Write out the items from their very start through the line that contains "[[[467,392],[465,440],[563,443],[895,443],[899,397]]]", keeping both of those lines and leaving the pictures out of your answer.

── SUPPLIED RECORDS

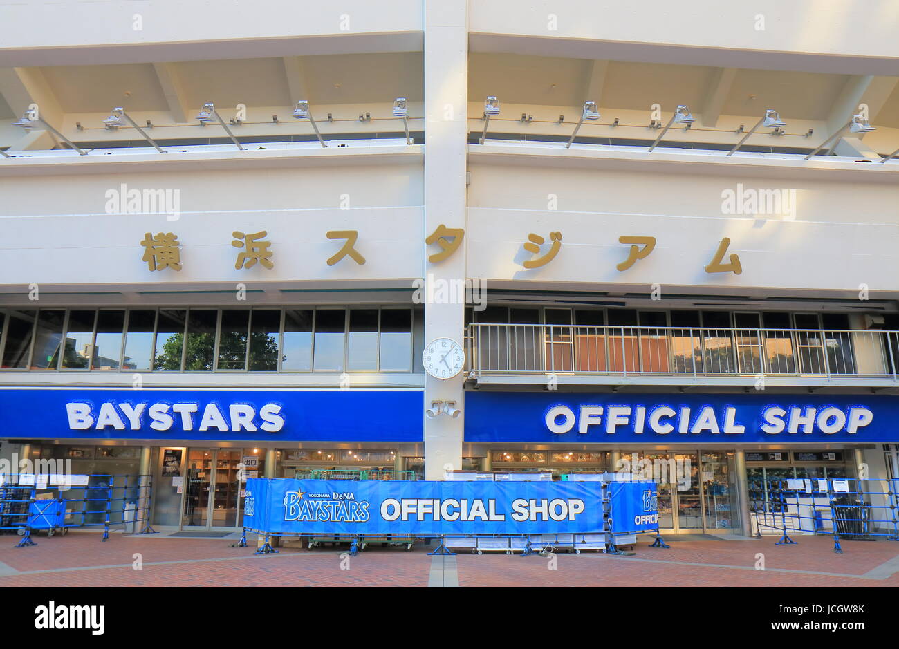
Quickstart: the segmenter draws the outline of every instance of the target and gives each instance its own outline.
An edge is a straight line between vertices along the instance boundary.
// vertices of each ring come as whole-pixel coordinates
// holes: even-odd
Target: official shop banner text
[[[276,534],[601,533],[601,494],[597,482],[252,478],[244,525]],[[657,527],[656,512],[645,513],[644,526]]]
[[[467,392],[465,440],[563,443],[895,443],[899,397]]]

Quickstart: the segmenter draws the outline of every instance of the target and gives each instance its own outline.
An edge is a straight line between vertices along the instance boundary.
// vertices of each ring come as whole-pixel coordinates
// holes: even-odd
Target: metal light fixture
[[[588,121],[595,121],[600,119],[600,111],[596,107],[596,102],[584,102],[583,111],[581,112],[581,119],[577,120],[577,126],[574,127],[574,132],[571,134],[571,138],[568,138],[568,144],[565,146],[565,148],[571,147],[571,143],[574,141],[574,136],[577,135],[578,129],[581,128],[581,124],[583,123],[584,120]]]
[[[13,126],[21,126],[25,130],[29,130],[30,129],[32,129],[34,127],[34,122],[36,121],[43,124],[44,127],[47,129],[47,130],[53,133],[53,135],[55,135],[57,138],[58,138],[63,142],[65,142],[69,147],[77,151],[79,156],[87,155],[87,151],[83,151],[82,149],[78,148],[77,145],[76,145],[75,142],[73,142],[68,138],[67,138],[62,133],[54,129],[52,126],[48,124],[47,121],[38,114],[37,111],[25,111],[25,112],[22,113],[22,119],[16,120],[13,123]]]
[[[405,143],[412,144],[412,138],[409,136],[409,104],[405,97],[396,97],[394,100],[394,117],[403,119],[403,128],[405,129]]]
[[[487,101],[484,102],[484,132],[481,133],[481,139],[478,144],[484,144],[487,137],[487,126],[490,125],[490,116],[500,114],[500,101],[494,95],[489,95]]]
[[[787,126],[787,122],[780,120],[780,116],[778,114],[778,111],[768,109],[765,111],[765,116],[759,120],[755,123],[755,126],[749,129],[749,132],[743,137],[743,139],[736,143],[736,146],[734,148],[727,152],[727,155],[733,156],[736,153],[737,149],[743,147],[743,143],[749,139],[749,137],[759,129],[774,129],[777,130],[782,126]]]
[[[120,106],[112,109],[112,112],[110,113],[110,116],[107,117],[105,120],[103,120],[103,124],[106,125],[107,129],[111,130],[115,130],[119,127],[123,126],[122,123],[123,120],[125,121],[128,121],[131,126],[133,126],[138,130],[138,132],[140,133],[143,138],[146,139],[147,142],[149,142],[156,151],[158,151],[159,153],[165,153],[162,148],[160,148],[159,145],[157,145],[156,142],[153,141],[153,138],[150,138],[150,136],[147,135],[147,133],[144,132],[143,129],[138,126],[138,123],[134,120],[132,120],[129,116],[129,114],[125,112],[125,109],[121,108]]]
[[[316,119],[309,112],[308,102],[305,99],[297,102],[297,107],[293,109],[293,117],[296,120],[308,120],[309,123],[312,124],[313,129],[316,131],[316,137],[318,138],[318,142],[322,145],[322,148],[327,148],[327,145],[325,144],[325,140],[322,139],[322,134],[318,130],[318,125],[316,124]]]
[[[425,410],[424,413],[430,419],[439,417],[441,414],[448,414],[456,419],[462,413],[462,411],[456,407],[455,401],[432,401],[431,407]]]
[[[221,127],[222,129],[225,129],[225,132],[227,133],[227,137],[231,138],[231,141],[234,142],[235,145],[236,145],[237,148],[239,148],[241,151],[246,150],[240,144],[240,141],[234,137],[234,133],[231,132],[231,129],[227,128],[227,124],[225,123],[225,120],[222,120],[221,116],[216,111],[215,104],[204,103],[202,110],[200,110],[200,114],[197,115],[197,119],[200,120],[200,121],[203,124],[206,124],[210,121],[218,121],[219,124],[221,124]]]
[[[662,141],[665,133],[668,132],[668,129],[671,129],[673,124],[687,124],[689,126],[694,121],[696,121],[696,120],[694,120],[693,116],[690,114],[690,109],[684,104],[679,105],[677,110],[674,111],[674,114],[672,115],[672,119],[668,120],[667,124],[665,124],[665,128],[662,129],[662,132],[659,133],[659,137],[655,138],[655,141],[653,142],[653,145],[649,147],[649,150],[646,151],[646,153],[653,152],[653,149],[655,148],[655,146],[660,141]]]
[[[830,144],[832,140],[837,139],[837,138],[842,137],[842,134],[845,132],[847,129],[849,129],[850,132],[851,133],[869,133],[872,130],[877,130],[877,129],[875,129],[873,126],[868,123],[868,120],[862,118],[860,113],[858,115],[852,115],[851,120],[846,122],[841,128],[838,129],[833,135],[832,135],[830,138],[822,142],[821,145],[816,149],[812,151],[812,153],[808,154],[808,156],[806,156],[805,159],[808,160],[816,153],[818,153],[818,151],[827,147],[827,145]]]

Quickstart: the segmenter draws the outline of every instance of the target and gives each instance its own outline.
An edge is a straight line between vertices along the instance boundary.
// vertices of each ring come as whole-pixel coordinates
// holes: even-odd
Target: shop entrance
[[[732,453],[648,453],[658,488],[659,528],[715,533],[739,526]]]
[[[190,449],[182,527],[233,528],[240,501],[241,450]]]

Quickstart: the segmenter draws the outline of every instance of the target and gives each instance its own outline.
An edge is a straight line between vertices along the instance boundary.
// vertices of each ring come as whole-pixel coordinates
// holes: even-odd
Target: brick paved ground
[[[844,541],[832,553],[828,538],[800,537],[798,546],[774,538],[741,541],[668,540],[671,549],[637,547],[635,556],[559,554],[556,569],[539,556],[459,554],[452,561],[374,547],[341,569],[341,550],[284,548],[254,556],[233,540],[172,538],[75,531],[38,537],[32,547],[13,548],[18,538],[0,536],[0,588],[10,586],[899,586],[899,543]],[[134,570],[135,553],[143,569]],[[756,570],[757,555],[765,570]],[[451,578],[450,572],[452,573]],[[435,579],[436,575],[436,579]],[[446,577],[444,577],[446,575]],[[429,579],[430,578],[430,579]]]

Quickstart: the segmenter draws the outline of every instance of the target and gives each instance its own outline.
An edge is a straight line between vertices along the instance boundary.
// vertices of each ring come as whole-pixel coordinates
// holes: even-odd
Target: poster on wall
[[[166,449],[163,452],[163,477],[181,476],[181,449]]]

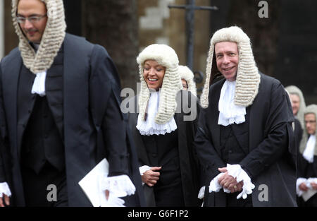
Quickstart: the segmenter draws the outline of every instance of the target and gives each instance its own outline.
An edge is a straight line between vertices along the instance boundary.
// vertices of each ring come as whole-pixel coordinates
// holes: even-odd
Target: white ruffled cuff
[[[199,190],[199,193],[198,193],[198,198],[200,198],[201,200],[204,196],[205,196],[205,186],[202,186]]]
[[[311,183],[315,183],[317,184],[317,178],[316,177],[310,177],[307,179],[307,184],[306,184],[308,188],[313,189],[313,186],[311,186]]]
[[[247,194],[252,193],[252,189],[254,189],[255,186],[251,181],[251,178],[247,172],[241,168],[240,165],[231,165],[227,164],[227,170],[228,174],[235,177],[238,183],[243,181],[242,191],[237,196],[237,199],[239,199],[241,197],[245,199],[247,197]]]
[[[109,191],[108,200],[102,201],[101,206],[125,206],[125,201],[119,197],[130,196],[135,192],[135,186],[127,175],[104,176],[99,186],[102,191]]]
[[[139,167],[139,174],[141,174],[141,176],[143,176],[143,174],[149,169],[151,169],[151,167],[147,165],[144,165],[144,166],[142,166],[142,167]],[[142,181],[142,186],[144,186],[144,184],[145,184],[145,183],[144,183]]]
[[[143,174],[149,169],[151,169],[151,167],[149,167],[147,165],[144,165],[139,167],[139,174],[141,174],[141,176],[143,176]]]
[[[0,183],[0,197],[3,197],[4,194],[11,196],[11,191],[6,182]]]
[[[301,196],[303,195],[304,191],[299,189],[299,185],[302,184],[302,183],[306,183],[307,179],[304,177],[299,177],[296,180],[296,193],[297,193],[298,196]]]

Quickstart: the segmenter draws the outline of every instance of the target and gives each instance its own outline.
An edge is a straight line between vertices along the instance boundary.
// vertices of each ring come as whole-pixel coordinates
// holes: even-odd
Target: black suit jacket
[[[137,188],[134,202],[137,205],[142,205],[141,179],[133,160],[135,150],[129,144],[125,116],[120,109],[120,83],[115,66],[104,47],[82,37],[66,34],[63,47],[63,136],[68,205],[92,205],[78,181],[104,157],[109,162],[110,176],[130,176]],[[20,138],[17,136],[16,117],[22,65],[18,48],[0,65],[0,121],[4,144],[1,148],[0,171],[5,176],[0,179],[9,183],[16,205],[23,206],[18,145]]]

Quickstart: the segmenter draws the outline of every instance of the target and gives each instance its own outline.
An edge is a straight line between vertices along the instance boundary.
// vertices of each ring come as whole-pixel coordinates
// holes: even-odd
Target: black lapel
[[[137,110],[138,110],[139,109],[138,96],[135,97],[134,101],[135,105],[137,105]],[[139,162],[141,161],[142,163],[144,163],[146,165],[149,165],[150,164],[149,160],[149,157],[147,157],[147,150],[145,148],[143,139],[141,136],[141,134],[139,132],[139,130],[137,130],[136,127],[137,124],[138,116],[139,114],[137,113],[137,111],[135,112],[135,113],[129,113],[129,125],[132,133],[132,137],[135,146],[137,148]]]
[[[13,145],[11,151],[18,157],[17,98],[18,82],[22,66],[22,57],[20,52],[17,49],[15,50],[15,53],[11,55],[13,59],[8,61],[8,64],[5,64],[3,66],[2,88],[6,112],[8,114],[10,113],[7,114],[7,123],[8,132],[11,133],[9,137],[12,138],[11,141]]]
[[[31,91],[36,77],[25,66],[21,66],[21,67],[17,86],[17,145],[19,158],[21,153],[22,138],[35,101],[35,95],[32,95]]]

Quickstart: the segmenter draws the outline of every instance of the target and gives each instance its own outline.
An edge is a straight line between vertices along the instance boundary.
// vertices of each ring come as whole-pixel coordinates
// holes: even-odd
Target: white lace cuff
[[[205,196],[205,186],[202,186],[199,190],[199,193],[198,193],[198,198],[202,199],[204,196]]]
[[[240,165],[231,165],[230,164],[227,164],[227,170],[228,174],[235,178],[238,183],[243,181],[242,191],[237,196],[237,199],[239,199],[241,197],[245,199],[247,197],[247,194],[252,193],[252,189],[254,189],[255,186],[251,181],[251,178],[247,172],[241,168]]]
[[[3,197],[3,194],[8,196],[11,196],[11,191],[10,191],[10,188],[6,182],[0,183],[0,197]]]
[[[125,201],[119,197],[130,196],[135,192],[135,186],[127,175],[104,175],[100,181],[99,186],[101,191],[109,191],[109,197],[108,200],[101,201],[101,206],[124,206]]]
[[[142,166],[139,167],[139,174],[141,174],[141,176],[143,176],[143,174],[144,172],[146,172],[147,171],[148,171],[149,169],[151,169],[151,167],[144,165],[144,166]]]
[[[296,180],[296,193],[297,193],[298,196],[302,196],[303,195],[304,191],[299,189],[299,185],[302,184],[302,183],[306,184],[307,179],[304,177],[299,177]]]

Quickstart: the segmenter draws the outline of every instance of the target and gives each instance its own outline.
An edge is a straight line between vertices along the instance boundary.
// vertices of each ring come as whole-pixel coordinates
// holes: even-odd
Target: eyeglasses
[[[25,21],[27,20],[28,21],[30,21],[30,23],[33,24],[33,23],[39,22],[42,18],[46,17],[46,14],[44,16],[31,16],[31,17],[28,17],[28,18],[17,16],[16,20],[18,21],[18,23],[19,23],[20,24],[24,24],[25,23]]]

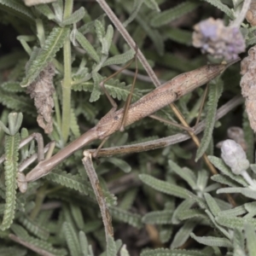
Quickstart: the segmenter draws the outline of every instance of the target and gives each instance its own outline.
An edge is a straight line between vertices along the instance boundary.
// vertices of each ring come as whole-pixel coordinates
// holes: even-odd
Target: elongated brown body
[[[163,84],[130,106],[125,125],[129,125],[175,102],[182,96],[214,79],[228,66],[230,64],[206,65],[194,71],[182,73]],[[84,133],[49,160],[39,162],[26,174],[26,181],[33,181],[46,175],[74,151],[94,140],[103,139],[119,131],[121,126],[123,112],[124,109],[121,108],[108,113],[94,128]]]

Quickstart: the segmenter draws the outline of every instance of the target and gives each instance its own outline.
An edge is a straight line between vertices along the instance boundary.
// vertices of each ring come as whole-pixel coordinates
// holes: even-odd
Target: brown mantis
[[[202,67],[177,76],[154,90],[145,95],[127,108],[126,119],[123,122],[124,108],[113,108],[98,124],[68,144],[48,160],[40,161],[26,176],[23,182],[32,182],[47,175],[54,167],[76,150],[96,139],[104,140],[121,129],[144,117],[149,116],[163,107],[175,102],[183,95],[206,84],[233,64],[206,65]]]

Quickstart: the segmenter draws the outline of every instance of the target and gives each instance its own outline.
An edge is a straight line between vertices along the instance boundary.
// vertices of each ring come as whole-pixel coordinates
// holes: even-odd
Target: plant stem
[[[73,11],[73,0],[66,0],[63,20],[69,17]],[[63,46],[64,54],[64,78],[62,81],[62,140],[67,141],[70,128],[70,103],[71,103],[71,45],[67,38]]]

────

■ **RESPONSE BELOW**
Quickstart: the segmenter draws the outline of every instance of the target and gives each instance its own outline.
An edge is a straight line between vertices along the instance boundary.
// vertices of each ring come as whole-pixel coordinates
// holes: even-odd
Target: official shop banner text
[[[276,534],[601,533],[601,494],[597,482],[252,478],[244,525]],[[657,527],[656,512],[645,513],[644,526]]]
[[[467,392],[465,440],[563,443],[895,443],[899,397]]]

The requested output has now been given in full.